» WHAT YOU NEED TO DO:
Find every line in the listing below that contains the string "woody" and copy each one.

» STORED RECORDS:
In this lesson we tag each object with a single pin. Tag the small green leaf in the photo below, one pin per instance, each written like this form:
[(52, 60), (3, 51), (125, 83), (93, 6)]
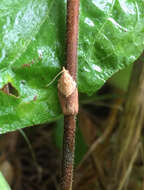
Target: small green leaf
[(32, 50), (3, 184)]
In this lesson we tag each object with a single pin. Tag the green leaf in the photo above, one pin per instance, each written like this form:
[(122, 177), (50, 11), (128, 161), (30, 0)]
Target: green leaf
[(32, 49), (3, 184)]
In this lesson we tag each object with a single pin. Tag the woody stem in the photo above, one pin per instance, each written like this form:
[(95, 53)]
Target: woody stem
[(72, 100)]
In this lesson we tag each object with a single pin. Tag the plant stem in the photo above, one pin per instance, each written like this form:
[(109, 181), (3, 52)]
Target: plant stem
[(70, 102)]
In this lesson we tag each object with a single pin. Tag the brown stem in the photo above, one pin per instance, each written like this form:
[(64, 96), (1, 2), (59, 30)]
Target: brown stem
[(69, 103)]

--

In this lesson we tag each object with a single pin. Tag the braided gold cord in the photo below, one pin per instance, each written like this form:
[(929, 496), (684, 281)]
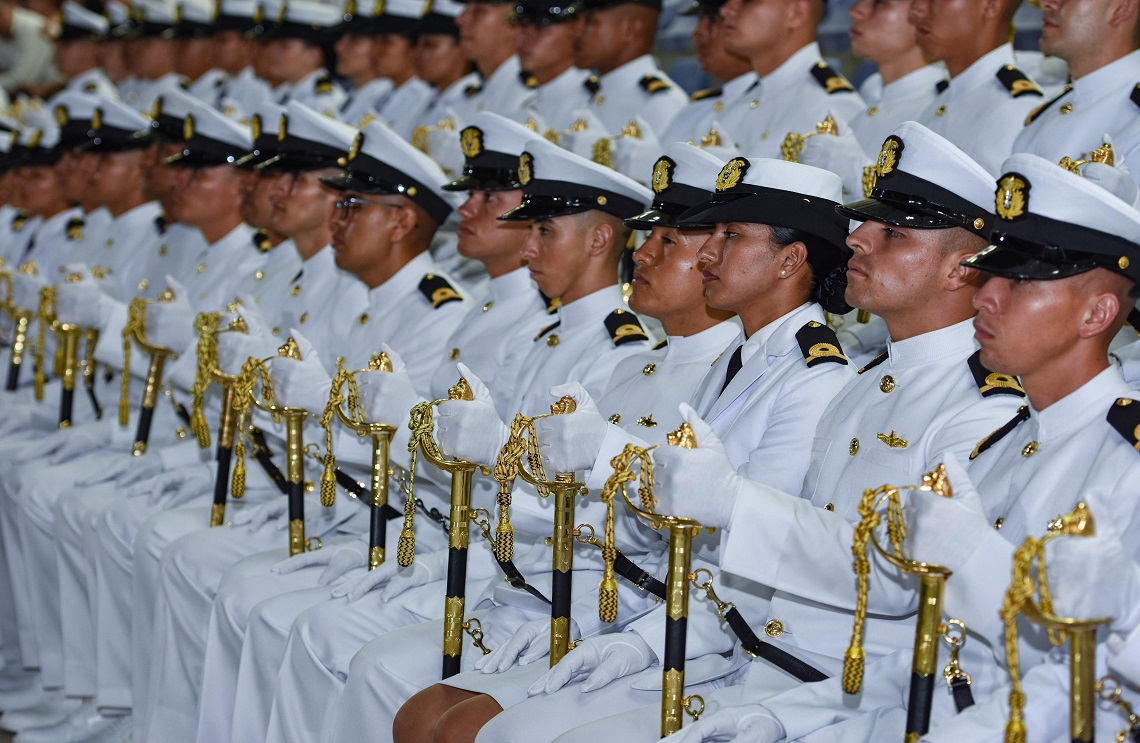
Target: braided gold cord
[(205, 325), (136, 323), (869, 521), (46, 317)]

» ANSWER TO THE TASK:
In this lesson we tag each object with a single pin. Tag the woody stem in the photo above, one pin per instance, each written like this form:
Target: woody stem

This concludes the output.